**ASSIGNMENT A:** Return, word for word, the part of the Simon Hanselmann interview that opens with the words containing "His most recent" and closes with "cosplayers this time?".
**ASSIGNMENT B:** Resume the Simon Hanselmann interview from the point at which it stops.

(Beginning of TEXT UNDER STUDY)

Simon Hanselmann just got back from Comic-Con. “It was like Fyre festival,” he says, with a delivery that—like his work—is simultaneously deadpan and hilarious. Was there a shit cheese salad? Ja Rule? “Oh yeah,” he replies. “Ja Rule runs Comic-Con now.”
Tasmania-born, Seattle-based Hanselmann has made a career out of his particular brand of surrealist, sharp-witted humor; augmented with a darkness that draws from his own deeply personal experiences, but which has clearly touched a helluva lot of people. Best known for his Megg, Mogg and Owl comics, his work has now been translated into 14 languages, and frequently elicits profoundly emotional responses in his readers.

His most recent book in the series, Bad Gateway, was published by Fantagraphics earlier this month, and sees those characters (sans-Owl, for the most part, who’s been replaced by the far more negative presence of Werewolf Jones, a dog-shaped, drug-addled, child-neglecting Bad Influence) spiral deeper into their already familiar drug use, mental illness, relationship struggles, and general chaotic life-choices.
We spoke with Hanselmann about the struggles of writing about dark, very personal issues through comics; how the hell he managed to create the book in just a year (i.e working for 3,764 hours on it); what’s next for Megg and co.; and more.
When you do events like Comic-Con, do you see a particular type of person who’s into the Megg, Mogg and Owl series? Did you have any Megg cosplayers this time?

(End of TEXT UNDER STUDY)
(Beginning of DATA FOR REVIEW)

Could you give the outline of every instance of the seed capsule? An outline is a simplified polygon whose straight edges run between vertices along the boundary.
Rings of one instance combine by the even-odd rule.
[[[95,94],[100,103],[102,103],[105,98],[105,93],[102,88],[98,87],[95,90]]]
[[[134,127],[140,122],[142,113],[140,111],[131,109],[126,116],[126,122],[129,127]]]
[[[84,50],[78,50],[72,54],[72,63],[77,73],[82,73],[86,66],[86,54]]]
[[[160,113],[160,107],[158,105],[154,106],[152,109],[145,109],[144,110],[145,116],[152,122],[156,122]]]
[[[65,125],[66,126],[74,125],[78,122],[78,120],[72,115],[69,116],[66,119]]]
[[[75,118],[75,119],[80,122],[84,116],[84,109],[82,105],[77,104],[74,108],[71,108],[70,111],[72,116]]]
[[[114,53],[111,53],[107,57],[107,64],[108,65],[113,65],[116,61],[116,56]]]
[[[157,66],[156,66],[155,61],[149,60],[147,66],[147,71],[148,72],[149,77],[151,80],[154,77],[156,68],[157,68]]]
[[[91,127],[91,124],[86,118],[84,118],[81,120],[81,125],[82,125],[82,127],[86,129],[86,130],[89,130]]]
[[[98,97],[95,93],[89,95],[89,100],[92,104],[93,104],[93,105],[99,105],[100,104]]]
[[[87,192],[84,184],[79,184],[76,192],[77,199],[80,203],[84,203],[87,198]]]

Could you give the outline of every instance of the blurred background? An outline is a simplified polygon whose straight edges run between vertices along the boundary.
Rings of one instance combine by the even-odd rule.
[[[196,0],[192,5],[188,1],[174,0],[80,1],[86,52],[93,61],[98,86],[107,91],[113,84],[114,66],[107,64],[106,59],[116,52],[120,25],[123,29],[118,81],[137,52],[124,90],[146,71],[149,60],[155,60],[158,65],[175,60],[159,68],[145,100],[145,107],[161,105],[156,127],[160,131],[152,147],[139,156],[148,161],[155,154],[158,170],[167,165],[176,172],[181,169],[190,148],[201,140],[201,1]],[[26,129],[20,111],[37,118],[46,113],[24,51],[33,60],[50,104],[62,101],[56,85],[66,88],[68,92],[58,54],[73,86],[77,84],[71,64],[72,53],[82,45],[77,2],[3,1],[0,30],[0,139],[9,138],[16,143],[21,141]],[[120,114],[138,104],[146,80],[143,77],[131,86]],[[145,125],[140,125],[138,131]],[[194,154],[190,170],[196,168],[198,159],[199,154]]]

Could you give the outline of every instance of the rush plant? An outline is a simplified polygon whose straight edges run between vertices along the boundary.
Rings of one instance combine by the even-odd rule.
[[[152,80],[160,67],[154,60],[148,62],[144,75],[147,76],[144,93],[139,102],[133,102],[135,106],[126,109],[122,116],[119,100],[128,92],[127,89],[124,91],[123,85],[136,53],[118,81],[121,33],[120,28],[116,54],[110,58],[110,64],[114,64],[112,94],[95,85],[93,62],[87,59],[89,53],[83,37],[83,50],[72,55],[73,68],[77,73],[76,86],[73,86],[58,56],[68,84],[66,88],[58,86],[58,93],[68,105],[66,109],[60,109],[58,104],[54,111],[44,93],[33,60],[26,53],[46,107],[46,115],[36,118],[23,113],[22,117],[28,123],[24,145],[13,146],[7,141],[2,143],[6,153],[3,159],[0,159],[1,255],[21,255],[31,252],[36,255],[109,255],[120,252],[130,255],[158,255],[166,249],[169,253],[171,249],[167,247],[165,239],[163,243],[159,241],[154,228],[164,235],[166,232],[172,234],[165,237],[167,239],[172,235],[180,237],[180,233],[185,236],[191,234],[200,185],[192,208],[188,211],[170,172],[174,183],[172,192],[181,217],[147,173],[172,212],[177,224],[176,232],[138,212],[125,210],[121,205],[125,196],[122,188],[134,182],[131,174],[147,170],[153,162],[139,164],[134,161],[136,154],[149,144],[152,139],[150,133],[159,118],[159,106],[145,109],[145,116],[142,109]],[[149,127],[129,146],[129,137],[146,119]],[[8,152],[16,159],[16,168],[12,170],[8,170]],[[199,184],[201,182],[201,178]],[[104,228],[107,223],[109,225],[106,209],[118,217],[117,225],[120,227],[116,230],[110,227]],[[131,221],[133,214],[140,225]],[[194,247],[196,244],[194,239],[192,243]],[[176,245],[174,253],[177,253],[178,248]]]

(End of DATA FOR REVIEW)

**RESPONSE A:**
His most recent book in the series, Bad Gateway, was published by Fantagraphics earlier this month, and sees those characters (sans-Owl, for the most part, who’s been replaced by the far more negative presence of Werewolf Jones, a dog-shaped, drug-addled, child-neglecting Bad Influence) spiral deeper into their already familiar drug use, mental illness, relationship struggles, and general chaotic life-choices.
We spoke with Hanselmann about the struggles of writing about dark, very personal issues through comics; how the hell he managed to create the book in just a year (i.e working for 3,764 hours on it); what’s next for Megg and co.; and more.
When you do events like Comic-Con, do you see a particular type of person who’s into the Megg, Mogg and Owl series? Did you have any Megg cosplayers this time?

**RESPONSE B:**
In the past I’ve seen some great Meggs, and even a Booger [an occasional lover of Megg’s who Hanselmann has described as a “gender-illusionist bogeyman”]. One girl dressed as Megg this year, in the Placebo singlet, but she’d not greened up. [Fan-wise] it seems to go all over the demographics: there are older gentleman, young women, punks, surfers, skaters…

What do you think it is about the series that’s had such huge appeal? It’s a pretty big deal to have it translated into so many languages, and to cross so many people like that.
As an artist, I’m so close to it, so it’s hard for me to say. But it’s the honesty, maybe. I’m writing honestly about being young and depressed and stuck in these drug bubbles. I don’t hold back, and people connect with that—they know the characters, or they know someone like Werewolf Jones in real life. It’s difficult for me to have such praise or honesty laid on me; I’ve had to get better at taking compliments. I’m full of self doubt—I hate my work! [laughs]
I’ve just spent three months doing a promotional tour in Europe and people have given me letters with the most hardcore stuff. One person wrote that their mother had died the week before, and they had gender issues, and that it had helped them with all these issues and reignited their love for comics again. It was hugely moving. I’ve also felt like a sex therapist at times; I was at this party in Madrid and there was this guy detailing all his sexual foibles to me… I was like, “I’m not a sex therapist!”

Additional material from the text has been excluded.